Saved entries:

<<<<

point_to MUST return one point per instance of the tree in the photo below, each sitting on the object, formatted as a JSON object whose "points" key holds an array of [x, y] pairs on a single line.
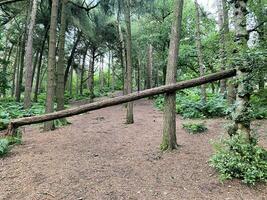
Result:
{"points": [[169, 121], [223, 30], [199, 52], [50, 90], [149, 66], [61, 59], [28, 57], [127, 15], [241, 116]]}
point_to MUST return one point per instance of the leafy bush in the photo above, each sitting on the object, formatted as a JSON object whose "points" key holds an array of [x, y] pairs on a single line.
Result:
{"points": [[259, 105], [12, 110], [237, 158], [3, 147], [189, 105], [194, 128]]}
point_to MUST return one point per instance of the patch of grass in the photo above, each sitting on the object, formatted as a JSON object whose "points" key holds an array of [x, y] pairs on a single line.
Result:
{"points": [[235, 157], [195, 128]]}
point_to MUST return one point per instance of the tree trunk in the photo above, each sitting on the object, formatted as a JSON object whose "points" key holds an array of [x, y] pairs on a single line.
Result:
{"points": [[113, 74], [91, 73], [139, 74], [35, 65], [21, 69], [16, 68], [149, 66], [37, 83], [169, 120], [82, 70], [127, 14], [51, 68], [61, 59], [120, 100], [241, 116], [231, 86], [28, 57], [71, 57], [70, 81], [222, 30], [199, 52], [101, 74]]}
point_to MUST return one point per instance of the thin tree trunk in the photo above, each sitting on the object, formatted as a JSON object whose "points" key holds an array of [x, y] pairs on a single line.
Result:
{"points": [[169, 121], [91, 72], [17, 85], [37, 82], [51, 68], [139, 74], [70, 81], [120, 100], [82, 70], [61, 59], [35, 65], [241, 116], [127, 15], [16, 68], [149, 66], [222, 31], [113, 74], [101, 74], [231, 86], [71, 57], [28, 57], [199, 52]]}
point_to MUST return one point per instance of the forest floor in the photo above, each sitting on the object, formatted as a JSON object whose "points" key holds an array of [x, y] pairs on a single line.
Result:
{"points": [[100, 157]]}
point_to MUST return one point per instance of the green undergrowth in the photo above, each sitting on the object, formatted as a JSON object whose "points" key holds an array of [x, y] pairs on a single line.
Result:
{"points": [[259, 104], [189, 105], [7, 142], [236, 158], [195, 128]]}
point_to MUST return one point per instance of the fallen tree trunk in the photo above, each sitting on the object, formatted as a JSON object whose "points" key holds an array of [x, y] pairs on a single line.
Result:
{"points": [[14, 124]]}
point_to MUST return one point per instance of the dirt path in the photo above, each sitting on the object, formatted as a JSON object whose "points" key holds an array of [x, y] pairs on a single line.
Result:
{"points": [[99, 157]]}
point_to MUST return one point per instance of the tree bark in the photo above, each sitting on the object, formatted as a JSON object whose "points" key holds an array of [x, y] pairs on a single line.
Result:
{"points": [[82, 70], [91, 73], [16, 68], [28, 57], [113, 74], [170, 89], [241, 116], [21, 69], [127, 15], [169, 120], [37, 82], [61, 59], [101, 74], [149, 66], [199, 52], [222, 30], [71, 57], [49, 107]]}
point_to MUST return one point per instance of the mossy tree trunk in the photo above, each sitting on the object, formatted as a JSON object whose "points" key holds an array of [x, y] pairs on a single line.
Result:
{"points": [[169, 122], [51, 68], [223, 27], [127, 15], [241, 116], [199, 51], [28, 57], [149, 66], [61, 59]]}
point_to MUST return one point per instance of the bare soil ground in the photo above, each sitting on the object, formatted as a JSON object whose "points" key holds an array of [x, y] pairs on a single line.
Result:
{"points": [[100, 157]]}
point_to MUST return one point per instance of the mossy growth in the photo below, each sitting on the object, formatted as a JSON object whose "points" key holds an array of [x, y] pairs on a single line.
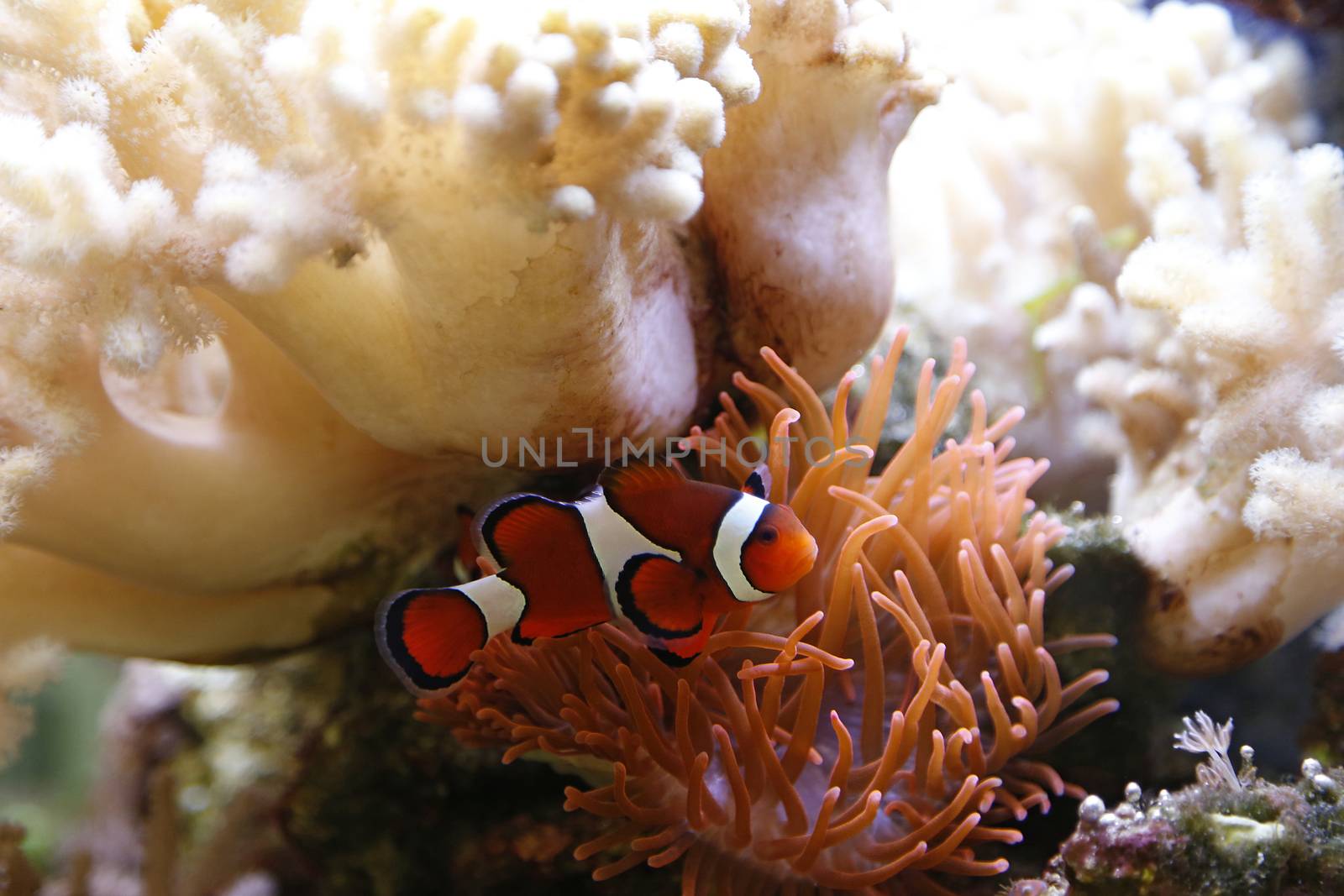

>>>>

EXERCISE DIRECTIONS: Omit all pictures while transcribing the entries verbatim.

ANSWER:
point_to MUST return one point per instance of the tree in the photo below, each sitting on the object, formatted as a JSON object whose "points" key holds an array of [x, y] pairs on a single line.
Result:
{"points": [[169, 121], [223, 30], [199, 52], [50, 90], [149, 66], [61, 59], [28, 57], [127, 15], [241, 116]]}
point_to MUST return one point per instance of the leafy bush in the photo above, each sitting on the object, formatted as a JSON object whose "points" key holds an array of [x, y] pairs on a single line.
Result:
{"points": [[259, 105], [12, 110], [237, 158], [3, 147], [189, 105], [194, 128]]}
point_to MUST return one point per instance of the patch of grass in the photo above, each sitting on the object, formatted as a JSON object whose "points" key holds an array of [x, y] pairs on a single line.
Result:
{"points": [[235, 157], [195, 128]]}
point_to MUST return one point per instance of the tree trunk in the photo above, each sitting on the object, formatted as a JSON object whose "points" key holds an array of [x, y] pairs on a single line.
Result:
{"points": [[113, 74], [91, 73], [139, 74], [35, 65], [21, 69], [16, 68], [149, 66], [37, 83], [169, 120], [82, 70], [127, 14], [51, 68], [61, 59], [120, 100], [241, 116], [231, 86], [28, 57], [71, 57], [70, 81], [222, 30], [199, 52], [101, 74]]}
point_to MUST return one point per instance of the thin tree trunk in the photo above, each sitting on the object, formatted as a JSON object whose "points" key holds an array of [x, y] pairs on a single line.
Result:
{"points": [[169, 121], [91, 72], [17, 85], [37, 82], [51, 68], [139, 74], [70, 81], [120, 100], [82, 70], [61, 59], [35, 65], [241, 116], [127, 15], [16, 68], [149, 66], [222, 31], [113, 74], [101, 74], [231, 86], [71, 57], [28, 57], [199, 52]]}
point_to MUST return one point per instance of the forest floor in the photo above, each sitting on the object, formatted as a JSON object whose "points" key holds an array of [x, y] pairs on a single line.
Result:
{"points": [[100, 157]]}
point_to MUST return one point per instance of the green undergrowth in the photo above, each sitting on the object, formatted as a JSON object whose "points" key holds an array of [x, y] pairs on a single line.
Result:
{"points": [[259, 104], [189, 105], [7, 142], [236, 158], [195, 128]]}
point_to MUST return one point per instance of the fallen tree trunk in the photo above, each sitting on the object, formatted as a JSON object whose "points" key holds an array of [x, y] pairs on a single line.
Result:
{"points": [[14, 124]]}
point_to MUST return one point per instance of the dirt path in the photo above, each sitting on the object, formatted as a JSON object whose "points" key holds an array of [x, y] pairs on a single line.
Result:
{"points": [[99, 157]]}
point_to MUST return one point per instance of the tree bark in the photo above, each sitting on the object, formatted as a JSON object whose "points" key holds an array of [x, y] pairs on a single line.
Result:
{"points": [[82, 70], [91, 73], [16, 68], [28, 57], [113, 74], [170, 89], [241, 116], [21, 69], [127, 15], [169, 120], [37, 82], [61, 59], [101, 74], [149, 66], [199, 52], [222, 30], [71, 57], [49, 107]]}
point_to MUST return one point per instance of the mossy tree trunk in the photo above, each sitting on the object, formatted as a JSON object whose "points" key holds an array of [x, y] pairs on a single line.
Result:
{"points": [[169, 122], [51, 68], [223, 27], [127, 15], [241, 116], [199, 51], [28, 57], [149, 66], [61, 59]]}
point_to MUST return one point per instance of the bare soil ground in the photo above, each sitting on the object, formatted as a JSON object whose "points" key holds an array of [x, y] pairs on a single line.
Result:
{"points": [[100, 157]]}
point_to MUST return one point per instance of the mossy growth in the photo below, each sitting on the object, formatted as a JSON object whose "points" key holds an array of [x, y] pairs on a single line.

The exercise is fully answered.